REQUEST ▸ Reproduce everything in the repair markup checklist from "1. Identify the" down to "clean issued records.", word for word.

A steel structure repaired component archive markup copy checklist helps EPC teams control repair record files that contain annotations, redlines, highlighted items, handwritten notes, PDF markups, or drawing callouts. These copies can be useful for review, but they are not clean final evidence until the markup is resolved or intentionally retained.

The main risk is that a marked-up file is stored beside the final issued repair package and later used as if it were the approved record. Markup copies should have a defined purpose, owner, cleanup action, and archive status before the repaired component file package is accepted.

1. Identify the markup source

The archive should show who added the markup and why. This helps the project decide whether the note is a required correction, a review question, or only a temporary working mark.

  • Record whether the markup came from engineering, quality, site, document control, owner, or consultant review.
  • Identify the file type: repair report, sketch, photo sheet, NCR response, drawing extract, inspection record, or handover package.
  • State whether the markup is open, answered, transferred, rejected, or already incorporated.
  • Keep marked-up copies separate from clean issued records.
  • Record the current clean file if one already exists.

For comment tracking, use the archive comment copy checklist.

2. Classify markup meaning

Not every markup has the same weight. Some markups require technical revision; others are internal navigation marks that should be removed before issue.

Markup type Example Required control
Required correction Repair location, weld length, or component mark needs correction. Update the final record and record closeout evidence.
Reviewer question Owner or inspector asks for added photo or test record. Answer in the response log before final issue.
Internal note Temporary preparation note or reminder. Remove before clean issue or restrict retained copy.
Accepted redline Markup shows a change already incorporated into final record. Retain only if it explains the audit trail.

3. Transfer valid markup into the response trail

A markup copy should not be the only place where a repair decision is recorded. Valid comments, corrections, and decisions should be transferred into a response log, revised record, or approval note.

  • Move each valid markup item into a comment response log or action list.
  • Assign an owner and due date to unresolved markup items.
  • Link the markup item to revised repair evidence when it changes the final record.
  • Record rejected or not-applicable markups with a short reason.
  • Confirm the response trail is accessible from the final archive index.

For response traceability, use the repair audit trail checklist.

4. Restrict marked-up working files

Markup copies may reveal internal review notes, rejected repair options, incomplete evidence, or unapproved wording. Access should be narrower than the access used for clean final records.

  • Limit markup-copy access to reviewers, response owners, and document control.

[Excerpts from point annotation data]
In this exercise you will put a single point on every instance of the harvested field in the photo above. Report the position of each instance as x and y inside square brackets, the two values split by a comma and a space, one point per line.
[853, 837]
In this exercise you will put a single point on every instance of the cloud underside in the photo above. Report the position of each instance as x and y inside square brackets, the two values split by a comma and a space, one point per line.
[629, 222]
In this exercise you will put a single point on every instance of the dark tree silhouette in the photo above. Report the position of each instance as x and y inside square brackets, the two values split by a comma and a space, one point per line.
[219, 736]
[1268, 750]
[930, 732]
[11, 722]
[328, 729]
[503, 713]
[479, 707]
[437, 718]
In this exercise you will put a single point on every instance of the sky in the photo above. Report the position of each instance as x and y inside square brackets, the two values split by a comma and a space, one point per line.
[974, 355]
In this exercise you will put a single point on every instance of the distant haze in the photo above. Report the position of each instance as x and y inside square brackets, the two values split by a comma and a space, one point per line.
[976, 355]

SOLUTION FOR THIS TASK ▸
1. Identify the markup source

The archive should show who added the markup and why. This helps the project decide whether the note is a required correction, a review question, or only a temporary working mark.

  • Record whether the markup came from engineering, quality, site, document control, owner, or consultant review.
  • Identify the file type: repair report, sketch, photo sheet, NCR response, drawing extract, inspection record, or handover package.
  • State whether the markup is open, answered, transferred, rejected, or already incorporated.
  • Keep marked-up copies separate from clean issued records.